### DIRECTIONS
Find the line with "Target: blue sky" in the entries below. Repeat it, every following line, and the line with "Where can you find the painted", exactly and with nothing added.

WORKING DATA Start Marker

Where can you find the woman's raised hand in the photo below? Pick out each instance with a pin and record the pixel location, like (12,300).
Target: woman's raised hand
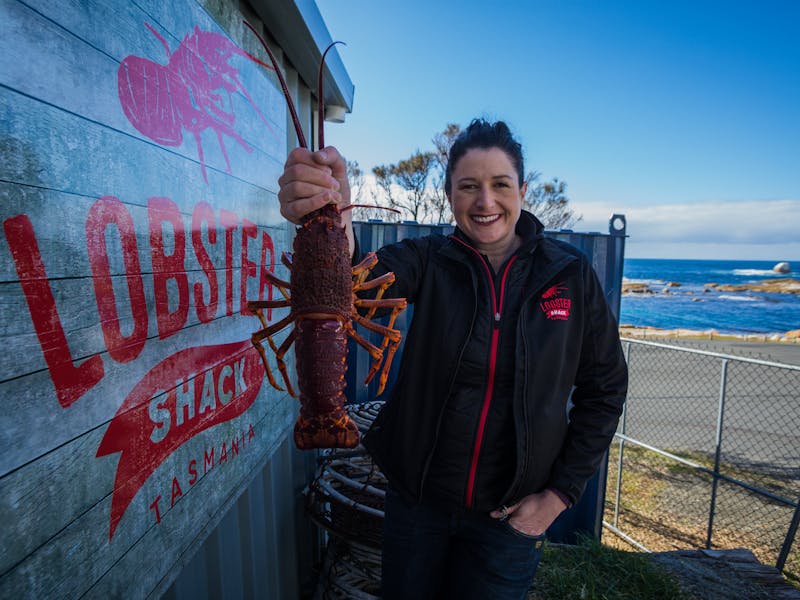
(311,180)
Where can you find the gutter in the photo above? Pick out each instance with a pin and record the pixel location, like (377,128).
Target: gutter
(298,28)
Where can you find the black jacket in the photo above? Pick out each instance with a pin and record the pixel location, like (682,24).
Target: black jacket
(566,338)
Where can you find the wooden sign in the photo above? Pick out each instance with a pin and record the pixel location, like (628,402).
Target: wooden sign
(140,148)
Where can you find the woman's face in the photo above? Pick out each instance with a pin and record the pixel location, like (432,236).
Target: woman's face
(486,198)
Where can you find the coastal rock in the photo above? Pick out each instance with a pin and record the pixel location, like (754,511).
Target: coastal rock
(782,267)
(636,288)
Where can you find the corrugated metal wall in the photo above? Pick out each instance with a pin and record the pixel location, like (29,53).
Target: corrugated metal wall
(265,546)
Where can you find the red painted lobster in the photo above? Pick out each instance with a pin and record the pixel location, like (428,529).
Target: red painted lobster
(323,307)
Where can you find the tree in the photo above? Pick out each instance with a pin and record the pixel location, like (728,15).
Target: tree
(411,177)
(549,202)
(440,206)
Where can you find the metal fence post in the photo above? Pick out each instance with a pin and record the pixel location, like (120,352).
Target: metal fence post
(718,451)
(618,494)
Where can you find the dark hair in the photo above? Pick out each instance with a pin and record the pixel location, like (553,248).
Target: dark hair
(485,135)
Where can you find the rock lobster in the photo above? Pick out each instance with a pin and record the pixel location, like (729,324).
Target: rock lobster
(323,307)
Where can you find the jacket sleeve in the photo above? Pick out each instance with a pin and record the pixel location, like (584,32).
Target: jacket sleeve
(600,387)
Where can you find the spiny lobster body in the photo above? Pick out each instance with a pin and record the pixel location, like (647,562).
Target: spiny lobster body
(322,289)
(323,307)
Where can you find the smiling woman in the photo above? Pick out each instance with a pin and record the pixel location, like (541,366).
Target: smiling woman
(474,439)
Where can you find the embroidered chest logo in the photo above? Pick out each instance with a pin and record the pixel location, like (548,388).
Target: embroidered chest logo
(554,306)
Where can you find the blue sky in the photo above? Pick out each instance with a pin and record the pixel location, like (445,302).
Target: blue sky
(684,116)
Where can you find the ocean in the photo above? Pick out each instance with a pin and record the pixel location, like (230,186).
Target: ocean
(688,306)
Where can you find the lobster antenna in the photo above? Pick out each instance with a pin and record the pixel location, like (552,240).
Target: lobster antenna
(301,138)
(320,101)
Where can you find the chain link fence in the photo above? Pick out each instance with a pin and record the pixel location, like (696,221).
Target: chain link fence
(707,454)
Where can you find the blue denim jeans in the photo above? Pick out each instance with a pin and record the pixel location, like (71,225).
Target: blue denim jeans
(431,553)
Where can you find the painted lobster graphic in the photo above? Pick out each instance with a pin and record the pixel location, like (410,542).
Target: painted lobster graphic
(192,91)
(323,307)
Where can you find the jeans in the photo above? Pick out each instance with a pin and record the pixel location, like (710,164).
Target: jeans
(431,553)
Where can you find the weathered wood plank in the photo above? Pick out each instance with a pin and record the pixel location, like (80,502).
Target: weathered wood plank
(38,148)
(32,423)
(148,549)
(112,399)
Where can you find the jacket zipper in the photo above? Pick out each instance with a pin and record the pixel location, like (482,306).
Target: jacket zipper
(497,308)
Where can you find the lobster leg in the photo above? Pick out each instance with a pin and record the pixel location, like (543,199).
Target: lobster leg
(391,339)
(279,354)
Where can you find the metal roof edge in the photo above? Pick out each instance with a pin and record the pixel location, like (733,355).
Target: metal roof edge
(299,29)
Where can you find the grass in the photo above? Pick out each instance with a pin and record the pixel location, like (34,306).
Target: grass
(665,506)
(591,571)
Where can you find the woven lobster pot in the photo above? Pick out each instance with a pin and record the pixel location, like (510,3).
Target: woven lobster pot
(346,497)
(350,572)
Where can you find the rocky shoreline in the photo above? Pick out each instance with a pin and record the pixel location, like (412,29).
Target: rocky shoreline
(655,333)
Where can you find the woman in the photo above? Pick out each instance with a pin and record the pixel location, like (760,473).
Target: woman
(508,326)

WORKING DATA End Marker

### TASK RESULT
Target: blue sky
(684,116)
Where can you find the ocean in the photo above? Pick out each instance with a pin and record the pixel location, like (230,186).
Target: ocean
(688,306)
Where can you find the lobster antenna in the photo above? Pick out each instance with a pin and record the pixel location, like (552,240).
Target: lobster antenna
(301,138)
(320,101)
Where can you find the chain link fence in the photo above? Pick out each instance with a pin and record the pixel location, like (696,221).
Target: chain link fence
(707,454)
Where can you find the blue denim jeans in the photo above? Pick out each instance with a pin and record the pixel location, like (71,225).
Target: blue denim jeans
(431,553)
Where can you find the painted lobster graphic in the photo above? Pick out each instance with a pin and record the pixel location, like (410,542).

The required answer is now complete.